**Directive**
Reproduce the listing below verbatim, every line of it.

**Materials provided**

Begin

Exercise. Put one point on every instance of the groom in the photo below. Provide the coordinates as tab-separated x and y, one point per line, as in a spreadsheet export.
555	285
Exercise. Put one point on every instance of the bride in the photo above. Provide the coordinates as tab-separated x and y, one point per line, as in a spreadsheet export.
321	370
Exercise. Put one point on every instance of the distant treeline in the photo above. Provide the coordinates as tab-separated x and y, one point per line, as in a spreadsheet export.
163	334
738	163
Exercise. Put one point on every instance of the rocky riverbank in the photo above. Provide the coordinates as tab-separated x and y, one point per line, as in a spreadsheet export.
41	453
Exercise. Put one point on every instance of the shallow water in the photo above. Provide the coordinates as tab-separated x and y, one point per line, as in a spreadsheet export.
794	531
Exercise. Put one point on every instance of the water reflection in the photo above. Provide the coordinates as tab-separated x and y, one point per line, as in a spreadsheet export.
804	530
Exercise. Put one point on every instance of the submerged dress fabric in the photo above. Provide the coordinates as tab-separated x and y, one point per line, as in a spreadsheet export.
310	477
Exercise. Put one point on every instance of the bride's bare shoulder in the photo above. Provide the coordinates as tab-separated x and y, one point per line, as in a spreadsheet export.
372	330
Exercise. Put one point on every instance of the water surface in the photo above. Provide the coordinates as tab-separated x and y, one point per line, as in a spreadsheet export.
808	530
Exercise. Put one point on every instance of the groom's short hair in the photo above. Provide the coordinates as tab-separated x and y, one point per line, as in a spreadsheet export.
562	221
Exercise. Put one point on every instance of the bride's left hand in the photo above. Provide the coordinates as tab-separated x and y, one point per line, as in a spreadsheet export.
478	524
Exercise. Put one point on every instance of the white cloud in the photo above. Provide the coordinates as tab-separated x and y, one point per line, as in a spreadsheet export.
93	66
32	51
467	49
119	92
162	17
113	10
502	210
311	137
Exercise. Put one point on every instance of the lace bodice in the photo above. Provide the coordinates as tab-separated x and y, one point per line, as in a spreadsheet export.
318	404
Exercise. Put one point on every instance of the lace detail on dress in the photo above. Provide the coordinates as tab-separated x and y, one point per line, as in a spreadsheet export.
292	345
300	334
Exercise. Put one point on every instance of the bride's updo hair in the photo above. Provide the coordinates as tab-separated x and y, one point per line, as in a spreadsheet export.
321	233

End

**Right answer**
Exercise. Put one point on every instance of the groom in the photo below. Provide the coordinates as tab-separated x and y, one point per line, as in a spreadsheet export.
555	285
Exercise. Put one point on every instance of the bride in the photo above. Provide the coordinates as tab-separated x and y, one point per line, as in a spreadsheet export.
321	370
Exercise. Put one point on every instance of the distant treeline in the photo above. Provide the coordinates as tab-separated x and y, one point per line, as in a spreadsheet export.
163	334
738	163
Exercise. Put one point on every instance of the rocky riverbank in the photo above. Provide the coordinates as tab-separated x and y, one point per line, as in a spreadsheet export.
41	453
Exercise. Put one point on every instance of the shallow water in the photo above. Provide the coordinates as tab-separated x and y, one point per line, as in a spreadsheet export.
794	531
Exercise. Put one point on every instance of the water reflection in the photo above. Provide the coordinates as tab-separated x and y, one point per line, as in a spreadsheet export.
804	530
Exercise. Put one point on every instance of the submerged dress fabric in the photo above. Provide the coordinates as tab-separated x and y, one point per line, as in a spreadsheet export.
310	477
Exercise. Put one point on every instance of the bride's bare shoulder in the photo above. Provide the coordinates as tab-separated x and y, one point per line, as in a spreadsheet export.
372	330
Exercise. Put one point on every instance of the water surface in the photo above. Provide the coordinates as tab-separated x and y, one point per line, as in a spreadsheet export.
808	530
Exercise. Put one point on every instance of the groom's short hair in the photo above. Provide the coordinates as tab-separated x and y, one point per line, as in a spreadsheet export.
562	221
Exercise. Put one point on every instance of the bride's left hand in the photo above. Provide the coordinates as tab-separated x and y, one point per line, as in a spreadsheet export.
478	524
Exercise. Put one point on every instance of the white cloud in the photo above. Provide the coordinates as tab-separated x and y, one point per line, as in a spreadsheet export.
93	66
32	51
467	49
119	92
162	17
113	10
502	210
311	137
Exercise. Put one point on every instance of the lace bodice in the photo above. Provide the coordinates as tab-separated x and y, one point per line, as in a spreadsheet export.
318	404
Exercise. Put one point on every instance of the lace detail on dress in the photo above. Provide the coordinates as tab-separated x and y, one point per line, as in a spreadsheet export.
292	345
300	334
Exercise. Put one point on every instance of the bride's updo hair in the photo above. Provide the coordinates as tab-separated x and y, one point per line, as in a spreadsheet export.
321	233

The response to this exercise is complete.